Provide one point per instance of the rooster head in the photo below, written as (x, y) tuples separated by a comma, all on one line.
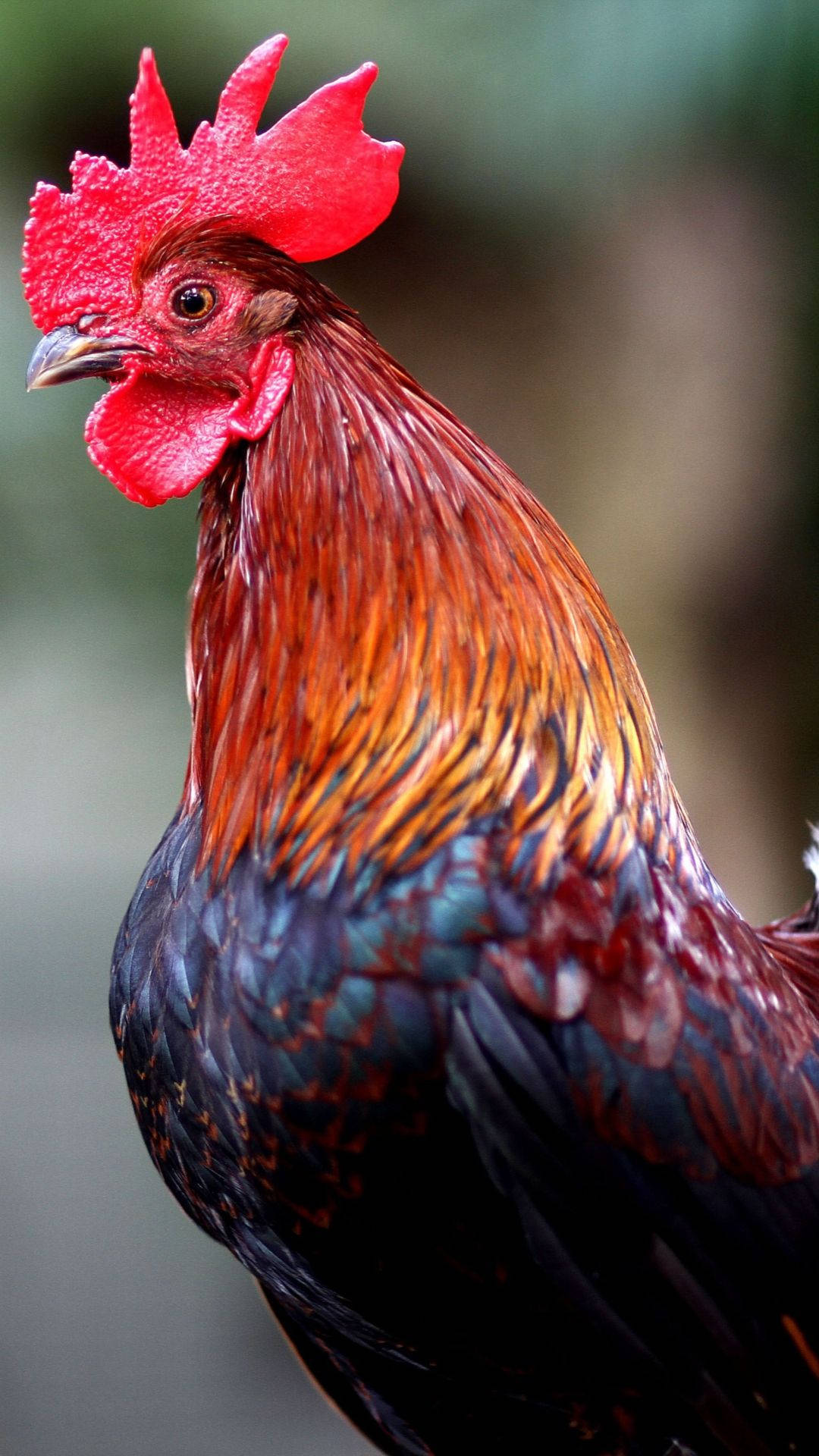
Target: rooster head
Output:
[(158, 277)]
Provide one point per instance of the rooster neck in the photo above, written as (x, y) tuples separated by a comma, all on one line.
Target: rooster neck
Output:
[(391, 638)]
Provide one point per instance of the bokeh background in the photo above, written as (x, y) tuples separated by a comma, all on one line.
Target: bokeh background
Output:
[(607, 259)]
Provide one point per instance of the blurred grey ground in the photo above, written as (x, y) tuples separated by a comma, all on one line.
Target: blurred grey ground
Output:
[(605, 259)]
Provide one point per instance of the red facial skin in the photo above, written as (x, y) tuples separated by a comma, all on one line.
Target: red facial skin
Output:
[(194, 386), (309, 187)]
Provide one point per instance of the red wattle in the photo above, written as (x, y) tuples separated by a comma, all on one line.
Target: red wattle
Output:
[(156, 437)]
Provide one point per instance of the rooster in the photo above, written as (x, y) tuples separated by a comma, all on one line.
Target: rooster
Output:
[(428, 1005)]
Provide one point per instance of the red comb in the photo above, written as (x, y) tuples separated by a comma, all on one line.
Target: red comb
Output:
[(312, 185)]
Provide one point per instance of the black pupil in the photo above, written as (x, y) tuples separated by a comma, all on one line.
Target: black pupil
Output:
[(193, 302)]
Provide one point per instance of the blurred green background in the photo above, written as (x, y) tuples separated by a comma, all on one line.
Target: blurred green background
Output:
[(605, 259)]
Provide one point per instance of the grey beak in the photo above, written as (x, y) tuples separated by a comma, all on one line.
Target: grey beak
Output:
[(67, 354)]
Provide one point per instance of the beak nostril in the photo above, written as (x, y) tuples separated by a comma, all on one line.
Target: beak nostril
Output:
[(66, 354)]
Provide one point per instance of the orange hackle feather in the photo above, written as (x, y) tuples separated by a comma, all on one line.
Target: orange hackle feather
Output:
[(391, 637)]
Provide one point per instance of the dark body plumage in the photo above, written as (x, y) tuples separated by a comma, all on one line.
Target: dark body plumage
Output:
[(428, 1006)]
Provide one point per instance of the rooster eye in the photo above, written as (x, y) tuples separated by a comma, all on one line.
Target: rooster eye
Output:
[(193, 300)]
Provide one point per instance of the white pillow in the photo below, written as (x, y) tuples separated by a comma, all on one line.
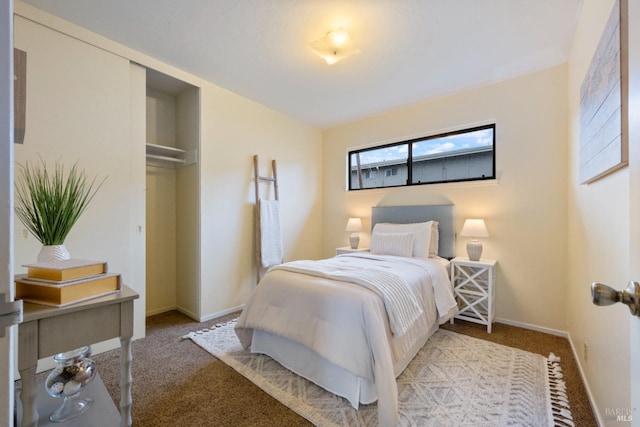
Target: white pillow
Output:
[(421, 235), (397, 244)]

- - - -

=== What needs to be done ===
Where the word "comb" is present in a line of the listing, copy that line.

=== Result for this exercise ===
Provide one point per instance of the red comb in the photo above, written as (x, y) tuples separated by a comma, all on one line.
Target: red comb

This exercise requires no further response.